DOCUMENT TEXT ▸
Becky V   {K:9699} 11/14/2002
Thanks for the thoughtful critique, Greg. :) I asked the original question not because I'm a purist, but because I didn't own any filters/polarizers at the time. Now I have a polarizer, and I can't wait to start using it! :)

I'm usually reluctant to use saturation in PS because I tend to oversaturate. Sometimes I do and sometimes I don't. Here, I didn't, but I did add some yellow tones to warm up what was originally a very blue image.

  0


Greg Summers   {K:1115} 11/14/2002
I wondered why you wanted to do this without filters - a polarizer wouild eliminatew glare and there are a number of color correction filters avalaible. This is a lovely composition - the leaves feel like a waterfall almost - and I think a polarizer might have been all you needed to make ti pop. I also think increasing the saturation of some of the colors in Photoshop might work - it's mazing how the saturation tool can work to change the color blance - richen some and eliminate color casts.

  0


Becky V   {K:9699} 10/19/2002
Wow, Sue! You're an awesome wealth of information! Thanks for straigtening me out on polarizers. I thought they were more akin to gels. My sister just bought a camera (a brand new Elan, oooo . . . ) and has decided to donate her old camera and gear to me, including a polarizing filter. I think I'll get a better feel for what they do once I see them in action.

Thanks again for your detailed response! :)

  0


Sue O'S Sue O'S   {K:12878} 10/15/2002
http://photographytips.com/page.cfm/34

A much better explanation of polarizing filters. Also, the advice of the above site is spend for a *good* P.L.

  0


Sue O'S Sue O'S   {K:12878} 10/14/2002
Okay, let me explain it as *I* understand it, and then someone with real knowledge will explain polarizing filters as it REALLY is. 8^D

A polarizing lens does not change the color of light, it changing the direction that light hits a photosensitive receptor. In polarizing sunglasses, this would be your eye. With polarizing filters, this would be the film. Glare is light that has been fractured and reflected in disarray. It's highly concentrated with water - you can see that something is making you squint. With a brightly lit sky, the "whiteness" or washout you see is fractured light from water in the atmosphere. A polarizing lens/filter "straightens" out the rays of light and allows true color to come through, whether that be the blue of the sky, the green/grey of a pond bottom or in your case, the lovely red of maple leaves as photosynthesis fades to winter's sleep.

EXERCISE AIM ▸ Transcribe the passage of the polarizing filter discussion that lies between "I'm usually reluctant" and "eliminate color casts.", inclusive.

Annotated coordinate records ▸
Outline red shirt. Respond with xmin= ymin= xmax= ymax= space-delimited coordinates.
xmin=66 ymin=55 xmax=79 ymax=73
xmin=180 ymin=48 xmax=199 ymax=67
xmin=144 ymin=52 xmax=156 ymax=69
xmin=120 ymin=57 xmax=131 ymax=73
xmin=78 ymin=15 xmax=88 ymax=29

EXPECTED OUTPUT ▸
I'm usually reluctant to use saturation in PS because I tend to oversaturate. Sometimes I do and sometimes I don't. Here, I didn't, but I did add some yellow tones to warm up what was originally a very blue image.

  0


Greg Summers   {K:1115} 11/14/2002
I wondered why you wanted to do this without filters - a polarizer wouild eliminatew glare and there are a number of color correction filters avalaible. This is a lovely composition - the leaves feel like a waterfall almost - and I think a polarizer might have been all you needed to make ti pop. I also think increasing the saturation of some of the colors in Photoshop might work - it's mazing how the saturation tool can work to change the color blance - richen some and eliminate color casts.